(Records from a data collection)
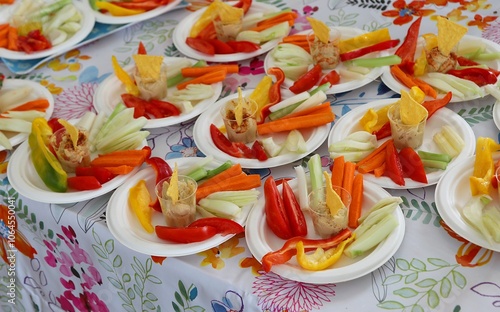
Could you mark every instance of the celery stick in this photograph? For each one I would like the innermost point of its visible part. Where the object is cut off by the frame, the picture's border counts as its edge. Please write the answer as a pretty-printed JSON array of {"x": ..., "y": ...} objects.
[
  {"x": 175, "y": 80},
  {"x": 371, "y": 238},
  {"x": 434, "y": 156},
  {"x": 198, "y": 174},
  {"x": 316, "y": 175},
  {"x": 376, "y": 62},
  {"x": 212, "y": 172},
  {"x": 434, "y": 164}
]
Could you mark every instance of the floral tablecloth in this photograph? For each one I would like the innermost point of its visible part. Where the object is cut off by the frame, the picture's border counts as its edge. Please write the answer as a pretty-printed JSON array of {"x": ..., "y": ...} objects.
[{"x": 67, "y": 259}]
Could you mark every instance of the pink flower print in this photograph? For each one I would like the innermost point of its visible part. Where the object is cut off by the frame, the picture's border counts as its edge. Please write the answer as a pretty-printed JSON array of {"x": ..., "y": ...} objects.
[
  {"x": 68, "y": 284},
  {"x": 256, "y": 68},
  {"x": 50, "y": 259},
  {"x": 75, "y": 102},
  {"x": 66, "y": 264},
  {"x": 278, "y": 294},
  {"x": 95, "y": 304}
]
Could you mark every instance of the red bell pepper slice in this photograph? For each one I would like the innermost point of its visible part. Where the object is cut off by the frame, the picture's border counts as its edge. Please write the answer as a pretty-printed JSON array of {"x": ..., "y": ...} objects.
[
  {"x": 243, "y": 46},
  {"x": 293, "y": 211},
  {"x": 162, "y": 170},
  {"x": 274, "y": 92},
  {"x": 406, "y": 50},
  {"x": 102, "y": 174},
  {"x": 307, "y": 80},
  {"x": 393, "y": 168},
  {"x": 384, "y": 45},
  {"x": 138, "y": 104},
  {"x": 221, "y": 47},
  {"x": 223, "y": 143},
  {"x": 289, "y": 249},
  {"x": 83, "y": 183},
  {"x": 200, "y": 45},
  {"x": 412, "y": 165},
  {"x": 224, "y": 226},
  {"x": 479, "y": 76},
  {"x": 141, "y": 49},
  {"x": 167, "y": 109},
  {"x": 186, "y": 234},
  {"x": 276, "y": 216},
  {"x": 244, "y": 4},
  {"x": 258, "y": 151},
  {"x": 332, "y": 77}
]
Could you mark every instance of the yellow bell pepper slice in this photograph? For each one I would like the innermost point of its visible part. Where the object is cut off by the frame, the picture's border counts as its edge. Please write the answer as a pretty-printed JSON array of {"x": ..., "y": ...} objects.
[
  {"x": 139, "y": 199},
  {"x": 116, "y": 10},
  {"x": 373, "y": 120},
  {"x": 261, "y": 93},
  {"x": 484, "y": 166},
  {"x": 364, "y": 40},
  {"x": 320, "y": 259},
  {"x": 124, "y": 77}
]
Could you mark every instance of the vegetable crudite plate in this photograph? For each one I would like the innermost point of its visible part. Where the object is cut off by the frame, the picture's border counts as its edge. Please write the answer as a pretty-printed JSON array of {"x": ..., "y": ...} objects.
[
  {"x": 109, "y": 92},
  {"x": 110, "y": 19},
  {"x": 125, "y": 226},
  {"x": 390, "y": 81},
  {"x": 452, "y": 194},
  {"x": 25, "y": 179},
  {"x": 87, "y": 24},
  {"x": 345, "y": 84},
  {"x": 182, "y": 30},
  {"x": 201, "y": 134},
  {"x": 261, "y": 240},
  {"x": 349, "y": 123},
  {"x": 39, "y": 91}
]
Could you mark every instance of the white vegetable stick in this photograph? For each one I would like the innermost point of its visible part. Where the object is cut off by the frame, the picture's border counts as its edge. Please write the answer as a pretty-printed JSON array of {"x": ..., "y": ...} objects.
[{"x": 14, "y": 97}]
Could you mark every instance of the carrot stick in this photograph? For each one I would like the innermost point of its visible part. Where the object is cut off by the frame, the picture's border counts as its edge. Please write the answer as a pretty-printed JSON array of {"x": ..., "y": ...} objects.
[
  {"x": 378, "y": 150},
  {"x": 338, "y": 171},
  {"x": 410, "y": 81},
  {"x": 285, "y": 16},
  {"x": 356, "y": 202},
  {"x": 375, "y": 162},
  {"x": 37, "y": 104},
  {"x": 209, "y": 78},
  {"x": 347, "y": 182},
  {"x": 198, "y": 71},
  {"x": 236, "y": 183},
  {"x": 12, "y": 39},
  {"x": 300, "y": 122},
  {"x": 132, "y": 158},
  {"x": 295, "y": 38},
  {"x": 232, "y": 171},
  {"x": 123, "y": 169},
  {"x": 318, "y": 109}
]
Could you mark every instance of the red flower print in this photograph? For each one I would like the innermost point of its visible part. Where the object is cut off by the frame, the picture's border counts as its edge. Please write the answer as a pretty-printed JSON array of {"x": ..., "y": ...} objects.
[
  {"x": 482, "y": 22},
  {"x": 404, "y": 13}
]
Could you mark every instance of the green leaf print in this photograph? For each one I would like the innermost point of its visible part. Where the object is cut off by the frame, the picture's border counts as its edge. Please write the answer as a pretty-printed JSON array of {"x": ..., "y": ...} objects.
[
  {"x": 420, "y": 285},
  {"x": 130, "y": 290}
]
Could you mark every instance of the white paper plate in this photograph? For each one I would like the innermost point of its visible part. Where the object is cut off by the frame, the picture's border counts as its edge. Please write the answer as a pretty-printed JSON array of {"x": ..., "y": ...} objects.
[
  {"x": 345, "y": 84},
  {"x": 24, "y": 178},
  {"x": 201, "y": 134},
  {"x": 490, "y": 46},
  {"x": 38, "y": 92},
  {"x": 87, "y": 23},
  {"x": 110, "y": 19},
  {"x": 109, "y": 92},
  {"x": 349, "y": 123},
  {"x": 182, "y": 30},
  {"x": 261, "y": 240},
  {"x": 452, "y": 194},
  {"x": 125, "y": 227}
]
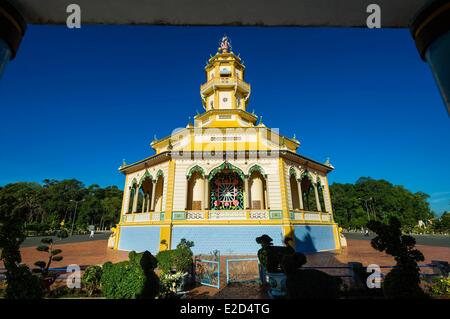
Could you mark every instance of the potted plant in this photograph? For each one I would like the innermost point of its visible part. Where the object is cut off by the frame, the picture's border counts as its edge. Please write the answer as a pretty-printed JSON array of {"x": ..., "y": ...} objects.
[{"x": 178, "y": 263}]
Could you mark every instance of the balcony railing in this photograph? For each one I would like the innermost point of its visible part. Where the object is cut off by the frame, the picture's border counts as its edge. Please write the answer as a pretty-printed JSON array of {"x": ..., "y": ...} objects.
[
  {"x": 143, "y": 217},
  {"x": 311, "y": 216},
  {"x": 244, "y": 214}
]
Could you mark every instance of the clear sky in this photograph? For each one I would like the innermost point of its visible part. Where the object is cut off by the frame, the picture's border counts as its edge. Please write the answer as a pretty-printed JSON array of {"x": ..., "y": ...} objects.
[{"x": 74, "y": 103}]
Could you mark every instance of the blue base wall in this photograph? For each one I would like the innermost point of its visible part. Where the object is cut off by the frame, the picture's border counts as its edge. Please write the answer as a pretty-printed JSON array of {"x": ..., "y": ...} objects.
[
  {"x": 310, "y": 238},
  {"x": 229, "y": 240},
  {"x": 139, "y": 238}
]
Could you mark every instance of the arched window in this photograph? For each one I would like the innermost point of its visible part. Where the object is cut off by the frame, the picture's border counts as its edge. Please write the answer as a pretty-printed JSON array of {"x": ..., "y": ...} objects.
[
  {"x": 159, "y": 186},
  {"x": 145, "y": 191},
  {"x": 258, "y": 195},
  {"x": 141, "y": 199},
  {"x": 226, "y": 187},
  {"x": 294, "y": 192},
  {"x": 131, "y": 198},
  {"x": 309, "y": 199},
  {"x": 321, "y": 197},
  {"x": 196, "y": 191}
]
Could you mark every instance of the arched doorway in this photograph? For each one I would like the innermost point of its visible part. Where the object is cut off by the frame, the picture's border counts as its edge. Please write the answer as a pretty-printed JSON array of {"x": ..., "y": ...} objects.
[
  {"x": 158, "y": 201},
  {"x": 309, "y": 200},
  {"x": 257, "y": 190},
  {"x": 146, "y": 189},
  {"x": 131, "y": 197},
  {"x": 196, "y": 191},
  {"x": 226, "y": 188},
  {"x": 294, "y": 192}
]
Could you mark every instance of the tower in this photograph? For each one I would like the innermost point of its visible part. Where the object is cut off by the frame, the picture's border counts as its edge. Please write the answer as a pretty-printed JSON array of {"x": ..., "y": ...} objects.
[{"x": 225, "y": 91}]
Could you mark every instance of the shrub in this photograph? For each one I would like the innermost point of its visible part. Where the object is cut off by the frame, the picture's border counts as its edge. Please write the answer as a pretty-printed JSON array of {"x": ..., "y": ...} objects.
[
  {"x": 440, "y": 287},
  {"x": 47, "y": 247},
  {"x": 132, "y": 279},
  {"x": 169, "y": 283},
  {"x": 91, "y": 279},
  {"x": 403, "y": 281},
  {"x": 270, "y": 256},
  {"x": 24, "y": 284},
  {"x": 308, "y": 283},
  {"x": 179, "y": 259}
]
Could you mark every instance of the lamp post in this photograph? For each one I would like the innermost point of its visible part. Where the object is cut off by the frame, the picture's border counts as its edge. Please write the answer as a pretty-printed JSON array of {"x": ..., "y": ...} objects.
[{"x": 75, "y": 214}]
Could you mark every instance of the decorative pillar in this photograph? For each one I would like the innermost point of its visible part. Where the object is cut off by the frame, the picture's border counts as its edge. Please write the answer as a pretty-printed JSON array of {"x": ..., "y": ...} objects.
[
  {"x": 12, "y": 30},
  {"x": 136, "y": 194},
  {"x": 206, "y": 188},
  {"x": 316, "y": 195},
  {"x": 247, "y": 193},
  {"x": 267, "y": 192},
  {"x": 186, "y": 204},
  {"x": 143, "y": 202},
  {"x": 152, "y": 201},
  {"x": 430, "y": 30},
  {"x": 300, "y": 193}
]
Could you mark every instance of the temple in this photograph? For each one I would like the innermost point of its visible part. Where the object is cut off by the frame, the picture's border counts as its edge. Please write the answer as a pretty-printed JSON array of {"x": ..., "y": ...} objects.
[{"x": 225, "y": 179}]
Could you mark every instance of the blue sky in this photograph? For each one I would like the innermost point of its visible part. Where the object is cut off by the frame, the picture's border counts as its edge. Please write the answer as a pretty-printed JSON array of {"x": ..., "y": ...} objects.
[{"x": 74, "y": 103}]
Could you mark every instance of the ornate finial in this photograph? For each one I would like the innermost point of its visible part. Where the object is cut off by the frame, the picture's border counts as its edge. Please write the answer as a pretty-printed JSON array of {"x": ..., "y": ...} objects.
[
  {"x": 189, "y": 123},
  {"x": 328, "y": 163},
  {"x": 225, "y": 45}
]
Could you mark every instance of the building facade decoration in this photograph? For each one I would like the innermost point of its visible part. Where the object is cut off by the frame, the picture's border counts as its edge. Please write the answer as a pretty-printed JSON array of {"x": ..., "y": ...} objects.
[{"x": 226, "y": 179}]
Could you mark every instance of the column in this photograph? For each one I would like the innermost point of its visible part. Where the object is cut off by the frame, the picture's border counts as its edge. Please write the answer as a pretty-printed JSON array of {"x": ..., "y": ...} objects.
[
  {"x": 136, "y": 194},
  {"x": 300, "y": 193},
  {"x": 13, "y": 28},
  {"x": 316, "y": 195},
  {"x": 247, "y": 193},
  {"x": 206, "y": 189},
  {"x": 152, "y": 201},
  {"x": 430, "y": 30},
  {"x": 143, "y": 203},
  {"x": 267, "y": 192}
]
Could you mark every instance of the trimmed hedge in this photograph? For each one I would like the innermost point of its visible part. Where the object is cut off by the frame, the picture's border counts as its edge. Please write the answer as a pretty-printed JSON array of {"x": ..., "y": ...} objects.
[
  {"x": 132, "y": 279},
  {"x": 91, "y": 279},
  {"x": 179, "y": 259}
]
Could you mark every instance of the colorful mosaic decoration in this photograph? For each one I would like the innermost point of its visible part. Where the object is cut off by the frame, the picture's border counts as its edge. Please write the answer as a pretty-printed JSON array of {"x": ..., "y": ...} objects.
[{"x": 227, "y": 192}]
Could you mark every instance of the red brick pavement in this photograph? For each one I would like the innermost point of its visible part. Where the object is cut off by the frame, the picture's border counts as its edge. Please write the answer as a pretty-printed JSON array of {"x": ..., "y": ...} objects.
[{"x": 96, "y": 252}]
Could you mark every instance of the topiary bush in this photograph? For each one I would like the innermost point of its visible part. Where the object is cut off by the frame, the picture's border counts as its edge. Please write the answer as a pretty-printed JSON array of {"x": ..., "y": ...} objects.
[
  {"x": 132, "y": 279},
  {"x": 177, "y": 260},
  {"x": 440, "y": 287},
  {"x": 270, "y": 256},
  {"x": 308, "y": 283},
  {"x": 92, "y": 279},
  {"x": 22, "y": 284},
  {"x": 403, "y": 281}
]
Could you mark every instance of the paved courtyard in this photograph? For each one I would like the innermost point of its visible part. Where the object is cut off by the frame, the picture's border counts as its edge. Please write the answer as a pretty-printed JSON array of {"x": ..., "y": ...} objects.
[{"x": 96, "y": 252}]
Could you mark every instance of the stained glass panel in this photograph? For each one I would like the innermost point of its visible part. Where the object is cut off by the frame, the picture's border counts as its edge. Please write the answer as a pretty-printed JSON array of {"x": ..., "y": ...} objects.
[{"x": 226, "y": 191}]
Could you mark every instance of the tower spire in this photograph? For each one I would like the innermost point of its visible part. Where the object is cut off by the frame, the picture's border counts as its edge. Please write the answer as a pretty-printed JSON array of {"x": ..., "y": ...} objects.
[{"x": 225, "y": 45}]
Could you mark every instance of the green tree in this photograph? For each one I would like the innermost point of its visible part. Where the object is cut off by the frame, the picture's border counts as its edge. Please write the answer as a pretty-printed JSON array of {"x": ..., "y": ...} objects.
[{"x": 369, "y": 199}]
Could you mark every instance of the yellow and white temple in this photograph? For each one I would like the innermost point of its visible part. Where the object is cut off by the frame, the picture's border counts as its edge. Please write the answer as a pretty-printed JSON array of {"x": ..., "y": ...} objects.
[{"x": 226, "y": 179}]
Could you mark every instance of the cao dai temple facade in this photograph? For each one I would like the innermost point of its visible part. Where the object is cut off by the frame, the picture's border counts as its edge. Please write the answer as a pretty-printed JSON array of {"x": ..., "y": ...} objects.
[{"x": 226, "y": 179}]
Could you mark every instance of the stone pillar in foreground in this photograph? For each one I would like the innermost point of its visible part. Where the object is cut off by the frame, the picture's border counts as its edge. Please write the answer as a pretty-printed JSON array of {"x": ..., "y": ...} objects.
[
  {"x": 12, "y": 30},
  {"x": 431, "y": 32}
]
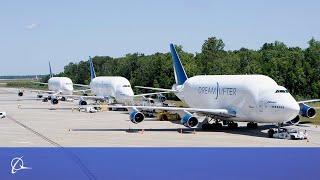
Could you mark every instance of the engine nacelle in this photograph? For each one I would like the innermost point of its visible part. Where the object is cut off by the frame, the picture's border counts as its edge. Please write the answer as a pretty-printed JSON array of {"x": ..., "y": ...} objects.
[
  {"x": 20, "y": 93},
  {"x": 136, "y": 116},
  {"x": 294, "y": 121},
  {"x": 307, "y": 111},
  {"x": 83, "y": 102},
  {"x": 189, "y": 121},
  {"x": 54, "y": 100},
  {"x": 162, "y": 98}
]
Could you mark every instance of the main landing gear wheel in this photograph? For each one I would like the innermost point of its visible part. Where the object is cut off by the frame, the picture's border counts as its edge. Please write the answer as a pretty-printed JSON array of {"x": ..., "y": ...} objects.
[
  {"x": 270, "y": 133},
  {"x": 232, "y": 125},
  {"x": 210, "y": 124},
  {"x": 252, "y": 125}
]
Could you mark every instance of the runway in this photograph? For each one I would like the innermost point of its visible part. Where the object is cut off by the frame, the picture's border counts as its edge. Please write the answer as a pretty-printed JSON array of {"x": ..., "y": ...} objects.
[{"x": 35, "y": 125}]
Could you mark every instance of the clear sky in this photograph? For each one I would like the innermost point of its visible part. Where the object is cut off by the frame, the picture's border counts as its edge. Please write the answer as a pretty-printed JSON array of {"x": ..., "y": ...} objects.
[{"x": 32, "y": 32}]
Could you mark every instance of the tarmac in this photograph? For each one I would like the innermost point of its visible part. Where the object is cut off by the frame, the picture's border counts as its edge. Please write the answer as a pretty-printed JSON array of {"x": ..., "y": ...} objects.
[{"x": 33, "y": 123}]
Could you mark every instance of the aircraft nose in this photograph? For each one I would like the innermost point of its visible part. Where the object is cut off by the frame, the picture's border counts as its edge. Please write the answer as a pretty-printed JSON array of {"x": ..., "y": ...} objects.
[{"x": 292, "y": 110}]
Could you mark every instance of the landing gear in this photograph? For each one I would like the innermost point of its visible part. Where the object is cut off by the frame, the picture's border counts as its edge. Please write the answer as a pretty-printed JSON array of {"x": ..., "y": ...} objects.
[
  {"x": 210, "y": 124},
  {"x": 232, "y": 125},
  {"x": 252, "y": 125},
  {"x": 270, "y": 133}
]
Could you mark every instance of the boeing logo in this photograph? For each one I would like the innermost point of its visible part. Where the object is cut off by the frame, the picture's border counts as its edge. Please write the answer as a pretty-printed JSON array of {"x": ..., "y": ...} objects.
[
  {"x": 17, "y": 165},
  {"x": 217, "y": 90}
]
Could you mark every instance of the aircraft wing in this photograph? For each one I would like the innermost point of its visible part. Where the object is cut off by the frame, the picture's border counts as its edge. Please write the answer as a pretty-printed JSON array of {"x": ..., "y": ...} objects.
[
  {"x": 308, "y": 101},
  {"x": 157, "y": 89},
  {"x": 82, "y": 85},
  {"x": 149, "y": 94},
  {"x": 40, "y": 83},
  {"x": 83, "y": 91},
  {"x": 216, "y": 112},
  {"x": 43, "y": 91}
]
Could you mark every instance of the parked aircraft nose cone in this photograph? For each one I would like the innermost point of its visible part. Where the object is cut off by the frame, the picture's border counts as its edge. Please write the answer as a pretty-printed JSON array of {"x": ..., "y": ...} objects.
[{"x": 292, "y": 110}]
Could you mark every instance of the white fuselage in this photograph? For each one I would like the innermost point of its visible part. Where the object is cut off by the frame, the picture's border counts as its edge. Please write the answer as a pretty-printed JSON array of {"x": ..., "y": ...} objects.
[
  {"x": 254, "y": 98},
  {"x": 62, "y": 85},
  {"x": 115, "y": 87}
]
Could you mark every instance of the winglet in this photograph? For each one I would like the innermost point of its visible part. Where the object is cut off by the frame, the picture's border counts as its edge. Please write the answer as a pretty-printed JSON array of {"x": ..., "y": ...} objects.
[
  {"x": 179, "y": 72},
  {"x": 92, "y": 72},
  {"x": 51, "y": 75}
]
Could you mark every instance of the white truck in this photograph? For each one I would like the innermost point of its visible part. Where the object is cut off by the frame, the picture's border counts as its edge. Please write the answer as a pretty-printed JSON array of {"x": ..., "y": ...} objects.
[
  {"x": 290, "y": 133},
  {"x": 3, "y": 114}
]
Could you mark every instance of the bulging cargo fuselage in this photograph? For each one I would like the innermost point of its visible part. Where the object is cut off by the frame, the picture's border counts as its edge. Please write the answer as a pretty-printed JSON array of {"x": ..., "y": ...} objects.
[
  {"x": 112, "y": 86},
  {"x": 255, "y": 98},
  {"x": 63, "y": 85}
]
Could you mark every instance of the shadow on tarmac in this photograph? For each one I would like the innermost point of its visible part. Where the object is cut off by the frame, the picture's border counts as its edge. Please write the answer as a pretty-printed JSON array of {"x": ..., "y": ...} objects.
[{"x": 240, "y": 130}]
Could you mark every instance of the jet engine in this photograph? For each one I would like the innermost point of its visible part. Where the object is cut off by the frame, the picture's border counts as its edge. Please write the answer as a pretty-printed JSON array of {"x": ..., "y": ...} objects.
[
  {"x": 83, "y": 102},
  {"x": 162, "y": 98},
  {"x": 294, "y": 121},
  {"x": 136, "y": 116},
  {"x": 307, "y": 111},
  {"x": 54, "y": 100},
  {"x": 20, "y": 93},
  {"x": 189, "y": 121}
]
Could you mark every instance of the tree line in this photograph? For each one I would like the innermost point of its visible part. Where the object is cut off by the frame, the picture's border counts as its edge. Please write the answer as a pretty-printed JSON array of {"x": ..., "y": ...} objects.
[{"x": 293, "y": 67}]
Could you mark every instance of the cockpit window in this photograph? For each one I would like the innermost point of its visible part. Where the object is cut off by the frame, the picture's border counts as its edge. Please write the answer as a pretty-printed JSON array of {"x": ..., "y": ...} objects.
[{"x": 282, "y": 91}]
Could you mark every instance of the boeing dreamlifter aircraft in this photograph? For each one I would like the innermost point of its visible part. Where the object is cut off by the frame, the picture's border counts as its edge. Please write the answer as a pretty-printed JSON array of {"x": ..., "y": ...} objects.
[
  {"x": 110, "y": 88},
  {"x": 229, "y": 98},
  {"x": 58, "y": 88}
]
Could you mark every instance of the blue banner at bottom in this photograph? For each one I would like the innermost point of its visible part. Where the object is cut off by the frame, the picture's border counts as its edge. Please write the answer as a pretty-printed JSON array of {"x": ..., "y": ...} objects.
[{"x": 159, "y": 163}]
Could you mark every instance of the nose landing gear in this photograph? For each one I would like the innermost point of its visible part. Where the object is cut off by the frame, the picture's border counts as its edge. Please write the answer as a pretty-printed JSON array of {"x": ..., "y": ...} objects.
[{"x": 252, "y": 125}]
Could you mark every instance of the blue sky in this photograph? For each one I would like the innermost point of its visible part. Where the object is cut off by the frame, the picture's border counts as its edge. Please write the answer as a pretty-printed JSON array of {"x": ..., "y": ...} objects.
[{"x": 34, "y": 32}]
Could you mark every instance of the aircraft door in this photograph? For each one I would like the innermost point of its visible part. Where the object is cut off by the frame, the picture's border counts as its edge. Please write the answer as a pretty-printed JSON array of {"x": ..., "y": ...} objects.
[{"x": 260, "y": 106}]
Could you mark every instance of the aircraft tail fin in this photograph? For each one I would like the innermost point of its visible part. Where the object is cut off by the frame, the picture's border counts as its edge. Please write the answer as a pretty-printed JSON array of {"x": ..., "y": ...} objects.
[
  {"x": 92, "y": 71},
  {"x": 179, "y": 72},
  {"x": 51, "y": 75}
]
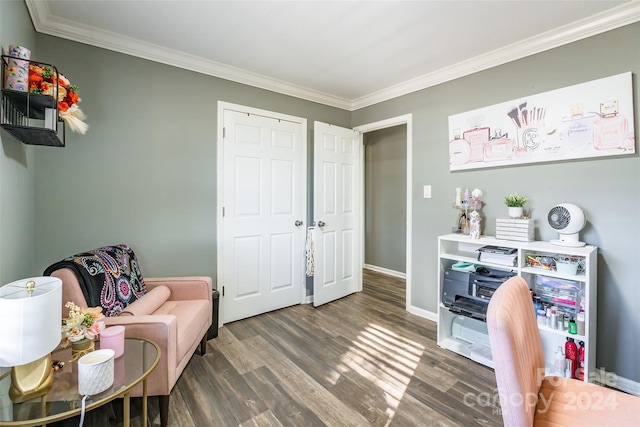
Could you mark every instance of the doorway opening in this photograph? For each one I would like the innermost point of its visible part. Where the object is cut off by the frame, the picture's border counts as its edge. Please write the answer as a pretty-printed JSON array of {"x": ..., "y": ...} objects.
[{"x": 391, "y": 127}]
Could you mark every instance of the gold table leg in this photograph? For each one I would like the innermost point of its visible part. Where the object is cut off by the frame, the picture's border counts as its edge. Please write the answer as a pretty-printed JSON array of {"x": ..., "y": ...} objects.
[
  {"x": 144, "y": 402},
  {"x": 127, "y": 410}
]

OBJECTIVE> Beginning at the line that contains "Could you mark every instance of the aircraft tail", retype each line of the data above through the very last one. Do not retype the pictures.

FULL RESPONSE>
Could you mark every instance of the aircraft tail fin in this photograph? For each one I would like the innermost point of its visible part. Where the object is cut off by the frame, the picture's border counts as its edge. Please write the answer as a pretty-printed JSON array of {"x": ..., "y": ...} objects.
[
  {"x": 92, "y": 71},
  {"x": 179, "y": 72},
  {"x": 51, "y": 75}
]
Could you mark every instance of the doorway opening in this photograph? For each one I would like the innermost point of its visible part. Where the object is cut off by the frame, the picture's border counts as its edge. Please write the answer as a pretty-printed JSON array of {"x": ..., "y": ...} objects.
[{"x": 391, "y": 127}]
Could you mark every instance of the gold table leg in this photograph? For each one I would like the innermost point of its visible part. Where the object is cut off by the frame, the picture's border counts as its edge. Please write the answer as a pretty-printed JSON array of {"x": ..., "y": ...} objects.
[
  {"x": 144, "y": 402},
  {"x": 127, "y": 410}
]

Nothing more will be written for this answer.